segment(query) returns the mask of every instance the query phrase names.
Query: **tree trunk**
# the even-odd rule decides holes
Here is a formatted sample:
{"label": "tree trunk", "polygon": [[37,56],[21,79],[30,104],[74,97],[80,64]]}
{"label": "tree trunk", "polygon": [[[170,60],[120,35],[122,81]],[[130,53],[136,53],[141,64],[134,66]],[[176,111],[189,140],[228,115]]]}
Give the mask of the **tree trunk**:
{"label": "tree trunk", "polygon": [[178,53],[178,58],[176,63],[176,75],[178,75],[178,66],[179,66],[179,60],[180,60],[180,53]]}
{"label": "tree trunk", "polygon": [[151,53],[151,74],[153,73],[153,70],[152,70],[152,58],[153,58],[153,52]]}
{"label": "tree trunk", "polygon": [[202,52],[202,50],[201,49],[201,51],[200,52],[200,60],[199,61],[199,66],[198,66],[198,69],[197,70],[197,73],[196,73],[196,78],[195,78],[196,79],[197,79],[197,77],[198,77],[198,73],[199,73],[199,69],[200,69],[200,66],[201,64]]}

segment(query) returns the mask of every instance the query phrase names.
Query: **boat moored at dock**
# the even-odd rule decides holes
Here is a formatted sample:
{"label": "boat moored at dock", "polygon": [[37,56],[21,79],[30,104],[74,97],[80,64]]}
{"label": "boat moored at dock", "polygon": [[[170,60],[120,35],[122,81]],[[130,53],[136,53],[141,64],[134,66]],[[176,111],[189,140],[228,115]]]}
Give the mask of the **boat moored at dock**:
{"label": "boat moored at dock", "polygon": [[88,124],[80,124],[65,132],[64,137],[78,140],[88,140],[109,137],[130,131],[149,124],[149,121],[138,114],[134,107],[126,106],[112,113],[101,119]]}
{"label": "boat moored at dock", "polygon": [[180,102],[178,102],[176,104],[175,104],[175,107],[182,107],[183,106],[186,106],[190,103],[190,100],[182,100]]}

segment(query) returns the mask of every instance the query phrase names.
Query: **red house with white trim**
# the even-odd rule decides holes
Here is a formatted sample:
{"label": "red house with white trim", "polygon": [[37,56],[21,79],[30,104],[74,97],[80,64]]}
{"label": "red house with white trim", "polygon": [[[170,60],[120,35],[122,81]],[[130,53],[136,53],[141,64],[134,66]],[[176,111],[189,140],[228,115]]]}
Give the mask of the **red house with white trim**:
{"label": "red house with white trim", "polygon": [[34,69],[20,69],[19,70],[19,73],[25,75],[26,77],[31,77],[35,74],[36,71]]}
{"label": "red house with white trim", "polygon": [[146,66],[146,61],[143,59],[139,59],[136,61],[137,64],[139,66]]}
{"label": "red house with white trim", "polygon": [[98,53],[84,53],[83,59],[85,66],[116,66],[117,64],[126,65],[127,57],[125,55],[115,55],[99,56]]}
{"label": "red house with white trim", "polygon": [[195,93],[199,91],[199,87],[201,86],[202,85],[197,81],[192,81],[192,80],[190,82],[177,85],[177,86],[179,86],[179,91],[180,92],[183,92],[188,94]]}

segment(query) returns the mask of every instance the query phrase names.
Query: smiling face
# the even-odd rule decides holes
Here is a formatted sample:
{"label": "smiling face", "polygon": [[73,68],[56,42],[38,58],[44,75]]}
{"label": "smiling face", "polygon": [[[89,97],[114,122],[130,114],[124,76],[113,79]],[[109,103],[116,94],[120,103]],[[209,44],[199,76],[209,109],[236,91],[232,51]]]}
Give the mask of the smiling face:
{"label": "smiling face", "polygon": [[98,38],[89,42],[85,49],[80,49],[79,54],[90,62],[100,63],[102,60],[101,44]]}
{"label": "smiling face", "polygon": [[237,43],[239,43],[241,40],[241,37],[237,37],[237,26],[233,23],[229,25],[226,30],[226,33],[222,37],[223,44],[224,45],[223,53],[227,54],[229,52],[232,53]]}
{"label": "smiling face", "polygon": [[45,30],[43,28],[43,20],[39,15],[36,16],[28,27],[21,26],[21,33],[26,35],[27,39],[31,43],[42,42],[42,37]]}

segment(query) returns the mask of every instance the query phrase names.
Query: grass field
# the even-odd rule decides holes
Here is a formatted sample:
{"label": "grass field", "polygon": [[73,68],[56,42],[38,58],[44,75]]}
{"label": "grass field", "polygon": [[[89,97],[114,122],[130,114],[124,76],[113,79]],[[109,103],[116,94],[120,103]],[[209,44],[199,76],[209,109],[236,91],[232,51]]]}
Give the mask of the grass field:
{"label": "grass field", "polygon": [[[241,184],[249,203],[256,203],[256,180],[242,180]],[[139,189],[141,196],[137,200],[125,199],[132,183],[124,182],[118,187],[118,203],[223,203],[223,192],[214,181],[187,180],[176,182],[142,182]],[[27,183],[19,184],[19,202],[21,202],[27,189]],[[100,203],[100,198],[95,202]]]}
-*-*-
> _EXERCISE GOAL_
Count the lines in the items above that contain the word "Give", and reply with that number alone.

> _FINISHED ANSWER_
5